[Given passage — start]

DSN=<'>datasource<'>
specifies the configured Greenplum ODBC data source to which you want to connect. If the DSN name contains spaces or nonalphabetic characters, you must enclose it in quotation marks.
Requirement: You must specify either the DSN= argument or the SERVER= and DATABASE= arguments in the INDCONN macro variable.
SERVER=<'>server<'>
specifies the Greenplum server name or the IP address of the server host. If the server name contains spaces or nonalphanumeric characters, you must enclose it in quotation marks.
Requirement: You must specify either the DSN= argument or the SERVER= and DATABASE= arguments in the INDCONN macro variable.
DATABASE=<'>database<'>
specifies the Greenplum database that contains the tables and views that you want to access. If the database name contains spaces or nonalphanumeric characters, you must enclose it in quotation marks.
Requirement: You must specify either the DSN= argument or the SERVER= and DATABASE= arguments in the INDCONN macro variable
Note: The default port that is specified by Greenplum is 5432.
Note: The SAS_COMPILEUDF, SAS_COPYUDF, SAS_DIRECTORYUDF, and SAS_DEHEXUDF functions are published to the SASLIB schema in the specified database. The SASLIB schema must be created before publishing the SAS_COMPILEUDF, SAS_COPYUDF, SAS_DIRECTORYUDF, and SAS_DEHEXUDF functions.

[Given passage — finish]

=== Exercise instructions ===
1/ In the Greenplum connection documentation, change "nonalphanumeric" to "non-alphanumeric" and give the passage from "SERVER=<'>server<'>" up to and including "Greenplum is 5432.".
2/ What is the default port that Greenplum specifies, according to the Greenplum connection documentation?
3/ Carry on writing the Greenplum connection documentation from its final sentence.
The entries that follow come from a different source than the Greenplum connection documentation.

[Information given — start]

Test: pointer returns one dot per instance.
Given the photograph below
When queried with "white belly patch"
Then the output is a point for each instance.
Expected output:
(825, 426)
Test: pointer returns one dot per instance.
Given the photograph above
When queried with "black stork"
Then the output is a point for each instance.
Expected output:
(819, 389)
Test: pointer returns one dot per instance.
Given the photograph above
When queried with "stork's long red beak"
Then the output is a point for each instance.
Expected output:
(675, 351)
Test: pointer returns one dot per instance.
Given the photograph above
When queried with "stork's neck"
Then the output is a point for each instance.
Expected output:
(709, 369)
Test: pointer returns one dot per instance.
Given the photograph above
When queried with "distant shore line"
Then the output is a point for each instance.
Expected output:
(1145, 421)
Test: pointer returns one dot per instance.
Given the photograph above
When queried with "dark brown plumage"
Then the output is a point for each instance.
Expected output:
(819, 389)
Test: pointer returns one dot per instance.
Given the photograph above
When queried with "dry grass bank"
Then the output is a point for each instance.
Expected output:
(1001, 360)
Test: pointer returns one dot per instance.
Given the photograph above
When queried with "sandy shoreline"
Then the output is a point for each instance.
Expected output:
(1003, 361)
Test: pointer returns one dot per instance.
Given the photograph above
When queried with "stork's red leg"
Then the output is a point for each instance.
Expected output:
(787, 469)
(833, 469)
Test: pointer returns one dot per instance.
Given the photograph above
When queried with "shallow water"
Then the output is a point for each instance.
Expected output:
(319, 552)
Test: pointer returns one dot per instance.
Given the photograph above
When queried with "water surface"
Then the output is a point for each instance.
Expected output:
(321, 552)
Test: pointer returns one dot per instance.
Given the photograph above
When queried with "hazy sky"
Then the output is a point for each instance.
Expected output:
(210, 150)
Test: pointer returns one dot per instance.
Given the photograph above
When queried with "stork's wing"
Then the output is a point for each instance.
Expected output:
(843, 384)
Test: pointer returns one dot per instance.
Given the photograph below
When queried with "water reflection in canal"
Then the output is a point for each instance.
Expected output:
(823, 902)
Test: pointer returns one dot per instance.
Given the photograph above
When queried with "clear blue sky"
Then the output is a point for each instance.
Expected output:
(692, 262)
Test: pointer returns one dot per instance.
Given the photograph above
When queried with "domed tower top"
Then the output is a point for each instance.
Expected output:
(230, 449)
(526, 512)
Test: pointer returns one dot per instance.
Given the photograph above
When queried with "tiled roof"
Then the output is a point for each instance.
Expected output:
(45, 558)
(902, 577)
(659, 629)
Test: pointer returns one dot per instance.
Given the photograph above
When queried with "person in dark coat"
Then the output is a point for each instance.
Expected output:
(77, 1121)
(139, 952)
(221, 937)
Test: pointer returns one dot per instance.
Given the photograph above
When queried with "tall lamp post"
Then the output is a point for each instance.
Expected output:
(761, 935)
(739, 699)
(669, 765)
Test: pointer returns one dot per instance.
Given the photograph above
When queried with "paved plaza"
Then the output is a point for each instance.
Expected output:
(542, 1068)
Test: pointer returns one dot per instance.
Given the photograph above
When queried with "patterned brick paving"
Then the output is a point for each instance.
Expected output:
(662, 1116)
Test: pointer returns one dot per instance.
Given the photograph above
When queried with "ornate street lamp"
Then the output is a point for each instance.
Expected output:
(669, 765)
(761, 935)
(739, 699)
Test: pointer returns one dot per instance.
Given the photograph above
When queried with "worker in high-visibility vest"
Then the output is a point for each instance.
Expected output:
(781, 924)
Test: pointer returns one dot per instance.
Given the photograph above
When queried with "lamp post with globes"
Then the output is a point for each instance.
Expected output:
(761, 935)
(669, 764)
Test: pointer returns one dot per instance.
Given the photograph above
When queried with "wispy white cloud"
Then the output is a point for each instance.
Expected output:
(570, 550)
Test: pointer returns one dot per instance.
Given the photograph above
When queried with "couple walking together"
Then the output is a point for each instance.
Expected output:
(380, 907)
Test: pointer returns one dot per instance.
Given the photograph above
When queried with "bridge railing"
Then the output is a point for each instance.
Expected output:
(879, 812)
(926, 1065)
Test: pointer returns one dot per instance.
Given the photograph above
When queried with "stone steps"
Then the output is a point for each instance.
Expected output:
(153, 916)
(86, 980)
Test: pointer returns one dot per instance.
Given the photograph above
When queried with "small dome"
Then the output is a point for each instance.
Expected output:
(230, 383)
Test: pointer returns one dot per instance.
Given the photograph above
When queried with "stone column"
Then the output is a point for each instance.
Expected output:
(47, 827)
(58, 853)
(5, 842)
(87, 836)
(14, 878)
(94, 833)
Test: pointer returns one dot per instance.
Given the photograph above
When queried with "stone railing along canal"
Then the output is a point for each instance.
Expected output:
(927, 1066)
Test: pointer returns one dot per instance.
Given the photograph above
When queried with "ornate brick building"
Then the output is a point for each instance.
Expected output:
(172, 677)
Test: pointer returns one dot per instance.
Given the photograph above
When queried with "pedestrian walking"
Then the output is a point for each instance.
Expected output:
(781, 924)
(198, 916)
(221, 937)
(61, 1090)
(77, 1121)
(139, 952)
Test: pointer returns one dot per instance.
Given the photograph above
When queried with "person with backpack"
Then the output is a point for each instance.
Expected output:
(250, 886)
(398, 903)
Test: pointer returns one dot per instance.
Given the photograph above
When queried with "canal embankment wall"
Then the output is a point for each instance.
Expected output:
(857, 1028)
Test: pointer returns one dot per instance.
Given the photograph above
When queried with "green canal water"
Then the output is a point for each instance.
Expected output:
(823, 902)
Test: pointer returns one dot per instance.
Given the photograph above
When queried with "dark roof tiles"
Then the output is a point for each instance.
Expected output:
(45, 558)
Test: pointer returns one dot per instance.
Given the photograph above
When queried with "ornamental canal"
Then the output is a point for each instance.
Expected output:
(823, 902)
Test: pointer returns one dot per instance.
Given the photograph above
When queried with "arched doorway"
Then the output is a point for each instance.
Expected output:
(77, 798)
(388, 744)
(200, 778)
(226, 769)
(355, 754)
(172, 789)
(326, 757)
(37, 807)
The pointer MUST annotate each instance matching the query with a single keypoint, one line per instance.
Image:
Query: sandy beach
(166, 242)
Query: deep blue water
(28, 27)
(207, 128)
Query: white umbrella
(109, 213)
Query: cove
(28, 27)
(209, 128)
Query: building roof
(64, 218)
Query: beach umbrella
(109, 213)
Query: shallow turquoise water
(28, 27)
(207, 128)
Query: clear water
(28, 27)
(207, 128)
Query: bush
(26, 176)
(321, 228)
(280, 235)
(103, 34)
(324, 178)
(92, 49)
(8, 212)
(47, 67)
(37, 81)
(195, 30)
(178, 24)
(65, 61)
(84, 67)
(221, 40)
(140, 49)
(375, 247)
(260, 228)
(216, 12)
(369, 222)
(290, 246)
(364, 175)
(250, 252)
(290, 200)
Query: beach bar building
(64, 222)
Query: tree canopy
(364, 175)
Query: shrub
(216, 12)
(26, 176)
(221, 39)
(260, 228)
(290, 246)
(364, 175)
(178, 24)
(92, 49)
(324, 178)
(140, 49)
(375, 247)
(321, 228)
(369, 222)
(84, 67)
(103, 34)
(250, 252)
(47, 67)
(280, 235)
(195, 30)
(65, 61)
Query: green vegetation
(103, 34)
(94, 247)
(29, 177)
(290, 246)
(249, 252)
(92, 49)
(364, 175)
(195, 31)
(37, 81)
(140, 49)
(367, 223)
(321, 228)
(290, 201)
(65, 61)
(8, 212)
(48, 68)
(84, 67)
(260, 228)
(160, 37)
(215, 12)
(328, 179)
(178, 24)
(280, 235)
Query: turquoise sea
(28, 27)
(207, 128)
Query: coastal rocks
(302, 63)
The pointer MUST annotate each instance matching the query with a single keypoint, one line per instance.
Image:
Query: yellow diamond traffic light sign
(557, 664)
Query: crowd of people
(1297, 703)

[Information given — finish]

=== Answers to the exercises ===
1/
SERVER=<'>server<'>
specifies the Greenplum server name or the IP address of the server host. If the server name contains spaces or non-alphanumeric characters, you must enclose it in quotation marks.
Requirement: You must specify either the DSN= argument or the SERVER= and DATABASE= arguments in the INDCONN macro variable.
DATABASE=<'>database<'>
specifies the Greenplum database that contains the tables and views that you want to access. If the database name contains spaces or non-alphanumeric characters, you must enclose it in quotation marks.
Requirement: You must specify either the DSN= argument or the SERVER= and DATABASE= arguments in the INDCONN macro variable
Note: The default port that is specified by Greenplum is 5432.

2/ 5432

3/
%INDGP_PUBLISH_COMPILEUDF Macro Syntax

%INDGP_PUBLISH_COMPILEUDF(
OBJPATH=full-path-to-pkglibdir/SAS
<, DATABASE=database-name>
<, ACTION=CREATE | REPLACE | DROP>
<, OUTDIR=diagnostic-output-directory>
);
Arguments
OBJPATH=full-path-to-pkglibdir/SAS
specifies the parent directory where all the object files are stored.
Tip:The full-path-to-pkglibdir directory was created during installation of the TAR file. You can use the pg_config --pkglibdir command to determine the name of the full-path-to-pkglibdir directory.
DATABASE=database-name
specifies the name of a Greenplum database to which the SAS_COMPILEUDF, SAS_COPYUDF, SAS_DIRECTORYUDF, and SAS_DEHEXUDF functions are published.
ACTION=CREATE | REPLACE | DROP
specifies that the macro performs one of the following actions:
CREATE
creates a new SAS_COMPILEUDF, SAS_COPYUDF, SAS_DIRECTORYUDF, and SAS_DEHEXUDF function.
REPLACE
overwrites the current SAS_COMPILEUDF, SAS_COPYUDF, SAS_DIRECTORYUDF, and SAS_DEHEXUDF functions, if a function by the same name is already registered, or creates a new SAS_COMPILEUDF, SAS_COPYUDF, SAS_DIRECTORYUDF, and SAS_DEHEXUDF function if one is not registered.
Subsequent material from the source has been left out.